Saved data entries
▬▬▬▬▬▬
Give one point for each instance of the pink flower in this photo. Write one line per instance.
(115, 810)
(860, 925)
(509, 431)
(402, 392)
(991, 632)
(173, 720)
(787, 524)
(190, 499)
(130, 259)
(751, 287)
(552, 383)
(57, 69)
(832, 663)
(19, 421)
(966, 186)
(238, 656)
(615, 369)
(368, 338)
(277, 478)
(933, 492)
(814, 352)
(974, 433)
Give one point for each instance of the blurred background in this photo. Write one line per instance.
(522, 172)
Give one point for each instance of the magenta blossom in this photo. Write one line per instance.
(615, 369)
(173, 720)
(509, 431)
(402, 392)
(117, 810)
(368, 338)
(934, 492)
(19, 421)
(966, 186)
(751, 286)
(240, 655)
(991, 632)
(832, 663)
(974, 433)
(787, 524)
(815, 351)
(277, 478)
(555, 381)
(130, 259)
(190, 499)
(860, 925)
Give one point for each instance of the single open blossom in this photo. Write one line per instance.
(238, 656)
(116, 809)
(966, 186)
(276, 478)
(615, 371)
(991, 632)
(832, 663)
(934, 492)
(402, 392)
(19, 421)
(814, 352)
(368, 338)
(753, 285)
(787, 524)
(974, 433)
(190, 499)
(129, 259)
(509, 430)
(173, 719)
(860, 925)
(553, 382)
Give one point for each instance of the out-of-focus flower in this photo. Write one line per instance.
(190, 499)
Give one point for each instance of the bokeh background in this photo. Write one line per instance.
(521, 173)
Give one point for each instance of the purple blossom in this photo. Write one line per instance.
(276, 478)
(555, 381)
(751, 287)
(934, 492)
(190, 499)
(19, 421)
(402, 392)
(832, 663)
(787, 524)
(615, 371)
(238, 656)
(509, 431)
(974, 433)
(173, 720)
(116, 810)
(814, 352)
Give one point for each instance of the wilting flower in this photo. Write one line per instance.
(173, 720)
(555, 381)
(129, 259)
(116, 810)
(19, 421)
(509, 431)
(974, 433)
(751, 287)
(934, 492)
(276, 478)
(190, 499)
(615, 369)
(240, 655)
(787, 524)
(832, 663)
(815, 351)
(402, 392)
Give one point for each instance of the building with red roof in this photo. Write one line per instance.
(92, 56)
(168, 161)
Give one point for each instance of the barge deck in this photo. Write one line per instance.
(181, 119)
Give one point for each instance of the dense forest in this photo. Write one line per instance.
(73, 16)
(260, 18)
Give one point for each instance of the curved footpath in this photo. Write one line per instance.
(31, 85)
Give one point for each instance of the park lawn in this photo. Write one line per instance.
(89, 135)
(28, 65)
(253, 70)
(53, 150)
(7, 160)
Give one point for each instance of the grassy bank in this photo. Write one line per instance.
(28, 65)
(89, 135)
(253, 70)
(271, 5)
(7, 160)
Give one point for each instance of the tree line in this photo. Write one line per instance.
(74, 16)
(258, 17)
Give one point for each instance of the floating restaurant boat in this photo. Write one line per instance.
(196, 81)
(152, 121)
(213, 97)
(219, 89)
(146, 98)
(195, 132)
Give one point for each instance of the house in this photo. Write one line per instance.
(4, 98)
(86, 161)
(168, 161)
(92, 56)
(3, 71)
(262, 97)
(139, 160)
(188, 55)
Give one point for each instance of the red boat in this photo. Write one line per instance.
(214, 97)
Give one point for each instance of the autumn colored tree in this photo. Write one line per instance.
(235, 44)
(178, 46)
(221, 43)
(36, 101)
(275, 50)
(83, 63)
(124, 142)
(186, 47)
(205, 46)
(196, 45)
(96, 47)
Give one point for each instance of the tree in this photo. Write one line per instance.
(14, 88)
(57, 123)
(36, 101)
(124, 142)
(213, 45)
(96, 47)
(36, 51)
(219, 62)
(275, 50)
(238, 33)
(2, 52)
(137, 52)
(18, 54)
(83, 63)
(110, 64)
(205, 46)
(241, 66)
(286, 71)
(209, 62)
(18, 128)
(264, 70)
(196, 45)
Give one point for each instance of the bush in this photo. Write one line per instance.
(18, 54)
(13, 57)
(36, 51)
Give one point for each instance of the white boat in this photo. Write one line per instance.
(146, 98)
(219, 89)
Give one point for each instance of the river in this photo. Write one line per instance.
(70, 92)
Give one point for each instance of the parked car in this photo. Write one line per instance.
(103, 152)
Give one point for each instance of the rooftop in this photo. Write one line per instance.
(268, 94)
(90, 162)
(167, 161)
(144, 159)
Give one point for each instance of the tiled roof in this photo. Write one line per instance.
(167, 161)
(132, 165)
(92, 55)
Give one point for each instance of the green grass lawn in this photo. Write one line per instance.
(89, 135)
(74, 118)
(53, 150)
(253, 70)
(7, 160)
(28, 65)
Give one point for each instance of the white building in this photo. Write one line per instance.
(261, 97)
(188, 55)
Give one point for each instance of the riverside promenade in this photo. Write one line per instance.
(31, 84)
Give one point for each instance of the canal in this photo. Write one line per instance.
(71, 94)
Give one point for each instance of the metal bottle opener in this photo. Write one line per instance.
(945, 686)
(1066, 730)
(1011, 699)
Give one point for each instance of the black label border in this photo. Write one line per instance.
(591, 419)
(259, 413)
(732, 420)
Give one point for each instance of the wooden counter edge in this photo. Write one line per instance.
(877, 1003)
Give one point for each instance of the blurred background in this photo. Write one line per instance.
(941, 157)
▬▬▬▬▬▬
* **Your instructions**: Reproduce all of the rows above, substituting "occurrence" for each "instance" and keeping everything else unchanged.

* **Written answer**:
Give one point for each occurrence of the pink flower in this photo. Write one line per occurrence.
(115, 810)
(860, 925)
(509, 431)
(402, 392)
(991, 632)
(173, 720)
(787, 524)
(190, 499)
(130, 259)
(751, 287)
(552, 383)
(57, 69)
(832, 663)
(19, 421)
(966, 186)
(238, 656)
(615, 369)
(368, 338)
(277, 478)
(933, 492)
(814, 352)
(974, 433)
Give one point for each occurrence of the blurred background in this photo. Write one line per occurrence.
(522, 172)
Give one point for each occurrence of the magenta blossom in this photo. Write one line per occurrence.
(615, 369)
(173, 720)
(509, 431)
(402, 392)
(117, 810)
(368, 338)
(934, 492)
(19, 421)
(966, 186)
(751, 286)
(240, 655)
(991, 632)
(832, 663)
(974, 433)
(787, 524)
(815, 351)
(277, 478)
(555, 381)
(130, 259)
(190, 499)
(860, 925)
Give one point for each occurrence of the single open blossom in this photo. Write one line per occurrence.
(238, 656)
(116, 809)
(966, 186)
(276, 478)
(615, 371)
(991, 632)
(832, 663)
(934, 492)
(402, 392)
(19, 421)
(814, 352)
(368, 338)
(753, 285)
(787, 524)
(974, 433)
(190, 499)
(129, 259)
(509, 430)
(173, 719)
(860, 925)
(553, 382)
Give one point for each occurrence of the out-of-focus flower in this photo. Write one line per occurrence.
(190, 499)
Give one point for each occurrence of the bokeh background in this photo. Write one line per occurrence.
(521, 173)
Give one point for each occurrence of the purple blossom in this photo. Write one line per occurrence.
(276, 478)
(555, 381)
(751, 287)
(934, 492)
(190, 499)
(19, 421)
(402, 392)
(832, 663)
(787, 524)
(615, 371)
(238, 656)
(509, 431)
(974, 433)
(173, 720)
(116, 810)
(814, 352)
Give one point for each occurrence of the wilting flower in this photo. Write one line per occurrence.
(173, 720)
(555, 381)
(129, 259)
(116, 810)
(19, 421)
(509, 431)
(974, 433)
(751, 287)
(934, 492)
(276, 478)
(190, 499)
(615, 369)
(240, 655)
(787, 524)
(832, 663)
(815, 351)
(402, 392)
Give one point for each occurrence of the building with red roof in this photo. Write one line per occurrence.
(92, 56)
(168, 161)
Give one point for each occurrence of the barge deck in this photo. Write one line per occurrence.
(181, 119)
Give one point for each occurrence of the dense forest in this photo. Write one line per occurrence.
(73, 16)
(260, 18)
Give one point for each occurrence of the curved footpath in this photo. Write one line per occurrence.
(31, 85)
Give one point for each occurrence of the park lawn in this photo. Write one line per occurrence.
(89, 135)
(28, 65)
(253, 70)
(53, 150)
(7, 160)
Give one point for each occurrence of the grassy bank in this photo. Write one line per occurrence.
(28, 65)
(89, 135)
(253, 70)
(271, 5)
(7, 160)
Give one point for each occurrence of the tree line in this photo. Write one line per occurrence.
(74, 16)
(258, 17)
Give one point for each occurrence of the floating restaurant boat in this photo. Write one line per occurrence.
(196, 81)
(152, 121)
(213, 97)
(219, 89)
(146, 98)
(195, 132)
Give one point for each occurrence of the house in this photo. Write one line per occurrence.
(4, 98)
(86, 161)
(168, 161)
(92, 56)
(3, 71)
(262, 97)
(139, 160)
(188, 55)
Give one point for each occurrence of the red boat in this photo. Write one line per occurrence.
(214, 97)
Give one point for each occurrence of the autumn colored tree in this photo. Write one line per occurrence.
(235, 44)
(178, 46)
(221, 43)
(36, 101)
(275, 50)
(83, 63)
(124, 142)
(186, 47)
(205, 46)
(196, 45)
(96, 47)
Give one point for each occurrence of the tree in this photo. Write one line per occurrence.
(14, 88)
(57, 123)
(36, 101)
(124, 142)
(213, 45)
(96, 47)
(36, 51)
(219, 62)
(275, 50)
(238, 33)
(2, 52)
(137, 52)
(18, 54)
(83, 63)
(110, 64)
(205, 46)
(241, 66)
(286, 71)
(209, 62)
(18, 128)
(264, 70)
(196, 45)
Give one point for each occurrence of the bush in this photo. Write one line per occurrence.
(18, 54)
(13, 57)
(36, 51)
Give one point for each occurrence of the white boat in this photo. Write one line per occurrence.
(146, 98)
(219, 89)
Give one point for each occurrence of the river in this photo. Write one line per occurrence.
(70, 92)
Give one point for each occurrence of the parked car in this photo. Write one line per occurrence.
(103, 152)
Give one point for each occurrence of the rooftop in this photo. Write one line per occurrence.
(268, 94)
(90, 162)
(167, 161)
(144, 159)
Give one point for each occurrence of the tiled roof in this photo. Write one line per occurrence.
(167, 161)
(132, 165)
(92, 55)
Give one point for each occurrence of the green grass lawn in this photo. Write one line per occurrence.
(89, 135)
(74, 118)
(53, 150)
(253, 70)
(7, 160)
(28, 65)
Give one point for each occurrence of the white building in this photo. Write one line per occurrence.
(261, 97)
(188, 55)
Give one point for each occurrence of the riverside promenade in this photo. Write one line per occurrence.
(31, 84)
Give one point for each occurrence of the canal in this photo. Write one line per occurrence.
(71, 94)
Give one point for each occurrence of the metal bottle opener in this photo. Write one line per occurrence.
(945, 686)
(1066, 730)
(1011, 699)
Give one point for each occurrence of the black label border in this photo. Write one line per occurrence.
(591, 419)
(259, 413)
(732, 420)
Give one point for each occurrence of the wooden counter edge in this photo. Write one line per occurrence.
(877, 1003)
Give one point for each occurrence of the blurred background in this photo. Write one line per occurrence.
(941, 157)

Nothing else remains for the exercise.